> **Action item**:
Write out, exactly as they stand, the line containing "Where can you spot the lamp" and all subsequent lines up to and including the final line of the records.

[Collected data]

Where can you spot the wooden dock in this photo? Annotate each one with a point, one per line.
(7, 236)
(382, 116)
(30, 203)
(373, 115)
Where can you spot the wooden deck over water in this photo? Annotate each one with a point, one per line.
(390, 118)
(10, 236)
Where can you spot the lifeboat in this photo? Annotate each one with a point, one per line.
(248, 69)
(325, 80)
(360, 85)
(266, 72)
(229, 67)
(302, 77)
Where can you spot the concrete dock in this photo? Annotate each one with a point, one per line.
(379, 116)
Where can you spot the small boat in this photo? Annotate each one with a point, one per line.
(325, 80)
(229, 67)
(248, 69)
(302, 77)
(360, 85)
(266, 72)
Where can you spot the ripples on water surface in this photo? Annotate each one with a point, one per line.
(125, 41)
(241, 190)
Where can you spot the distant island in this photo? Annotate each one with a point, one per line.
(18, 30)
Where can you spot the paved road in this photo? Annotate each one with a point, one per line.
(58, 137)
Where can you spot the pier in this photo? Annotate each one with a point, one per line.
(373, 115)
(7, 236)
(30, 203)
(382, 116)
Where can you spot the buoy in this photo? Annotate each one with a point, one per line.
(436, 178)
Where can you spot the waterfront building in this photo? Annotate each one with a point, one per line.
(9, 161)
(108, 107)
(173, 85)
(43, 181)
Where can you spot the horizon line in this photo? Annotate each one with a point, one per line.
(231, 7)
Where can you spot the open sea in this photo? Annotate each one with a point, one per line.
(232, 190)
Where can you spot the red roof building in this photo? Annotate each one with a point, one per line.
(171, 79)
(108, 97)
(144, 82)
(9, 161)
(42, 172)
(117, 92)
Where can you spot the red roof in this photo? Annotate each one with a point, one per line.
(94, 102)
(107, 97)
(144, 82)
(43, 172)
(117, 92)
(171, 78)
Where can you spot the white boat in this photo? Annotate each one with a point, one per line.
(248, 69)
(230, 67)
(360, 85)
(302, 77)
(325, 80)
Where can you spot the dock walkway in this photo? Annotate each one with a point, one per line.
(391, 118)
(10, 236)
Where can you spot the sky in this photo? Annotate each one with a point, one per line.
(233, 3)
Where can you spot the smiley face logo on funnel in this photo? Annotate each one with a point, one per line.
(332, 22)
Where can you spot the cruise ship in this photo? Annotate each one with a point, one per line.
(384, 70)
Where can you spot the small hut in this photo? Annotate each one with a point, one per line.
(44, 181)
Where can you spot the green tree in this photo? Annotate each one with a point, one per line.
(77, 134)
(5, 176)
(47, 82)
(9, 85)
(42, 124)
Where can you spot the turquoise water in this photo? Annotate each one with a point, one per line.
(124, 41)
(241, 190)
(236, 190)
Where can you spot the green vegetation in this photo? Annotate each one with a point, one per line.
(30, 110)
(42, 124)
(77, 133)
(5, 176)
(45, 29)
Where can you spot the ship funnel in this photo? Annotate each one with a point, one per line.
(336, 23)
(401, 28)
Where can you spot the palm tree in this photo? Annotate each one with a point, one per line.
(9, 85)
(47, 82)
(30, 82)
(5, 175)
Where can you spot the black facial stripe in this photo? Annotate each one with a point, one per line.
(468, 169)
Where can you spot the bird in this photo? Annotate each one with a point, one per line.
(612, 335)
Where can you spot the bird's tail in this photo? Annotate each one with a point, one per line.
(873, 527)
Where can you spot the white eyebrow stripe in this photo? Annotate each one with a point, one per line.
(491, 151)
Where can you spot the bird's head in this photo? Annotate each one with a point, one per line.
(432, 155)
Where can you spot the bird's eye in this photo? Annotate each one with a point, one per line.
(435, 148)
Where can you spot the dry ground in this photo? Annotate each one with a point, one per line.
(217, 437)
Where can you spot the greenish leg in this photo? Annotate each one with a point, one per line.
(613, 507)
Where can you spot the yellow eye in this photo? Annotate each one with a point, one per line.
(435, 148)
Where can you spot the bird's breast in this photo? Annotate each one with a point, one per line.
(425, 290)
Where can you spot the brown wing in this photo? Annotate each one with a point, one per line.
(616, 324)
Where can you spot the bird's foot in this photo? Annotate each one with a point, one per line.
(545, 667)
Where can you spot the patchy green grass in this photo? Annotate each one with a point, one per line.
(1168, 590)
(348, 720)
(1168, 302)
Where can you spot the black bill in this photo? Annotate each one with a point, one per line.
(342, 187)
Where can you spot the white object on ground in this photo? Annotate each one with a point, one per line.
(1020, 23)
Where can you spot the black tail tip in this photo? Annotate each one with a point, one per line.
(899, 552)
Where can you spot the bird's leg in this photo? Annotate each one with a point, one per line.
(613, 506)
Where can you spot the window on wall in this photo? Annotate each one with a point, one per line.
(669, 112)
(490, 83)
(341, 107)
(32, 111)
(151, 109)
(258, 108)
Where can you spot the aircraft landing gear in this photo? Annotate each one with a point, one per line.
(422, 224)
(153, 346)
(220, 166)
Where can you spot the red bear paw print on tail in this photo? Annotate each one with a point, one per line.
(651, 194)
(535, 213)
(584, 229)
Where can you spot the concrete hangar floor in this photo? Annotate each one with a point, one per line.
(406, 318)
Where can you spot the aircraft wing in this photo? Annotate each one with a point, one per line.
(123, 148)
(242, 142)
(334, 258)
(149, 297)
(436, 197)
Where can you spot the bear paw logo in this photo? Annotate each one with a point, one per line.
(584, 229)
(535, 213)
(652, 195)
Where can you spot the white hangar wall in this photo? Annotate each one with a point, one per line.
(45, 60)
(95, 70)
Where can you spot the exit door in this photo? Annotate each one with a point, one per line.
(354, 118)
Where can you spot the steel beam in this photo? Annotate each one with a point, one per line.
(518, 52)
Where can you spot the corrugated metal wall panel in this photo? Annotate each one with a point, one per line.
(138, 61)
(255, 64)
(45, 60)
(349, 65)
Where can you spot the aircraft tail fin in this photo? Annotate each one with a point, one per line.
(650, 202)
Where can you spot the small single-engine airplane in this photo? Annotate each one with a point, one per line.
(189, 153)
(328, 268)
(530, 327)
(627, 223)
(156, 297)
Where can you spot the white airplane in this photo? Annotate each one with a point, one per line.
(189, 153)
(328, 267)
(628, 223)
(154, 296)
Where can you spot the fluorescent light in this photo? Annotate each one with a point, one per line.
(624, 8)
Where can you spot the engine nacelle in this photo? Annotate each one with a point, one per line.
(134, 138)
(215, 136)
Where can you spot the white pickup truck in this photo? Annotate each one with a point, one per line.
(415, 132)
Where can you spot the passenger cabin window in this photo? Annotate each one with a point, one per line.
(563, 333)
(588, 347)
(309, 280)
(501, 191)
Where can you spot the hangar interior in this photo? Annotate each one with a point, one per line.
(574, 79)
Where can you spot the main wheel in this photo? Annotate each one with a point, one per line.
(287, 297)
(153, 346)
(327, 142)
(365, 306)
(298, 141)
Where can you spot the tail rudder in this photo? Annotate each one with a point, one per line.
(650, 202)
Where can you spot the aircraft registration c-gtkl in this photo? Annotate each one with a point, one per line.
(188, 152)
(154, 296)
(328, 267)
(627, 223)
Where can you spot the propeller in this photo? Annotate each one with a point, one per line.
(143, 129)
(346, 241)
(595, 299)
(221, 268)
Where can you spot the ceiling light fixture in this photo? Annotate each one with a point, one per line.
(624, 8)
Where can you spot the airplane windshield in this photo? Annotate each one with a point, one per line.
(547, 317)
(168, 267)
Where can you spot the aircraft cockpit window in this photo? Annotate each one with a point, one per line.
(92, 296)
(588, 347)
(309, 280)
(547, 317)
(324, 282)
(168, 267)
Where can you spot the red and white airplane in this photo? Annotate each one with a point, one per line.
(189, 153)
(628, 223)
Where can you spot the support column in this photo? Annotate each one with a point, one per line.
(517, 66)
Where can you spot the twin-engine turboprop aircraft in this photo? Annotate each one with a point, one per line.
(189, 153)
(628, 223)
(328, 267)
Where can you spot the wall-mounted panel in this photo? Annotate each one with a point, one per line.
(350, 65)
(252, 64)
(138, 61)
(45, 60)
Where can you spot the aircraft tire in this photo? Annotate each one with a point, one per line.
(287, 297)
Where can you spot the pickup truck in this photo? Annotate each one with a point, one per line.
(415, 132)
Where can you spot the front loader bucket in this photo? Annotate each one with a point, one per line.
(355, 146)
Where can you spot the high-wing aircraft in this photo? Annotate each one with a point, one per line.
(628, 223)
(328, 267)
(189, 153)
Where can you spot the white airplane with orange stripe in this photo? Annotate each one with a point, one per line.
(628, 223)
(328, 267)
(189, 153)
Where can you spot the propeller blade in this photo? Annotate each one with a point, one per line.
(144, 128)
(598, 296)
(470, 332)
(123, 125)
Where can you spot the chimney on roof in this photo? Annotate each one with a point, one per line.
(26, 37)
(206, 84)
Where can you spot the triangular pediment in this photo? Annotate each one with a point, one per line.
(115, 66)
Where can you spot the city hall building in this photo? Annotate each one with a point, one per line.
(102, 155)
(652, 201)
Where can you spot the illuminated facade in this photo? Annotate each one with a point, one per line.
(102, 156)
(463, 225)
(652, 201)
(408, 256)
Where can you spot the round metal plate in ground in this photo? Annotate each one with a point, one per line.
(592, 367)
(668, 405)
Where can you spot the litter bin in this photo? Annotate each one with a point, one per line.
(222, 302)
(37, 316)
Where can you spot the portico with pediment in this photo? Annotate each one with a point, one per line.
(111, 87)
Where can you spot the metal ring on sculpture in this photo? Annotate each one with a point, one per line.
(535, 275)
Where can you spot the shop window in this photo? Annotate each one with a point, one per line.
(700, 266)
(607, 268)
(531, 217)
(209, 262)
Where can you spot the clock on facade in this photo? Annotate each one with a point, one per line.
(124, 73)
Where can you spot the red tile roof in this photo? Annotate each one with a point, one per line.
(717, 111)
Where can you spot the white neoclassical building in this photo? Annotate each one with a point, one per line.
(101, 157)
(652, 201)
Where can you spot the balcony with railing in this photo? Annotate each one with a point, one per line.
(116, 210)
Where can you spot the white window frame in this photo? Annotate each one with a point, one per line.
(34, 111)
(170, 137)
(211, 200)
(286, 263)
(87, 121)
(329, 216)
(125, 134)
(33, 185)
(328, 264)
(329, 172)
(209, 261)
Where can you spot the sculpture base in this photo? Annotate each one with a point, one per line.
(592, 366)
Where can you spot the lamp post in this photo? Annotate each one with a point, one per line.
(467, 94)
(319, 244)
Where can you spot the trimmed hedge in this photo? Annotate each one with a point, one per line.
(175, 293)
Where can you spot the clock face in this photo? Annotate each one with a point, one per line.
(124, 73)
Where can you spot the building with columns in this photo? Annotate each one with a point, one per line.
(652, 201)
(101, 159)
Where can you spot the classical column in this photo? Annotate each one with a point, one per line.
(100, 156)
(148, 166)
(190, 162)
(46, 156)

> **Answer for this exercise**:
Where can you spot the lamp post in this photo? Annotate each one with a point, one per line.
(467, 94)
(319, 244)
Where can you spot the trimmed hedge in this photo? Annotate each one with a point, one per line.
(175, 293)
Where can you spot the clock face in this photo? Annotate each one with a point, one per line.
(124, 73)
Where can you spot the building with columns in this photo? Annotate each one with a point, one per line.
(652, 201)
(101, 159)
Where can you spot the classical column in this photo? Annotate each one with a point, one per line.
(100, 156)
(148, 166)
(190, 162)
(46, 156)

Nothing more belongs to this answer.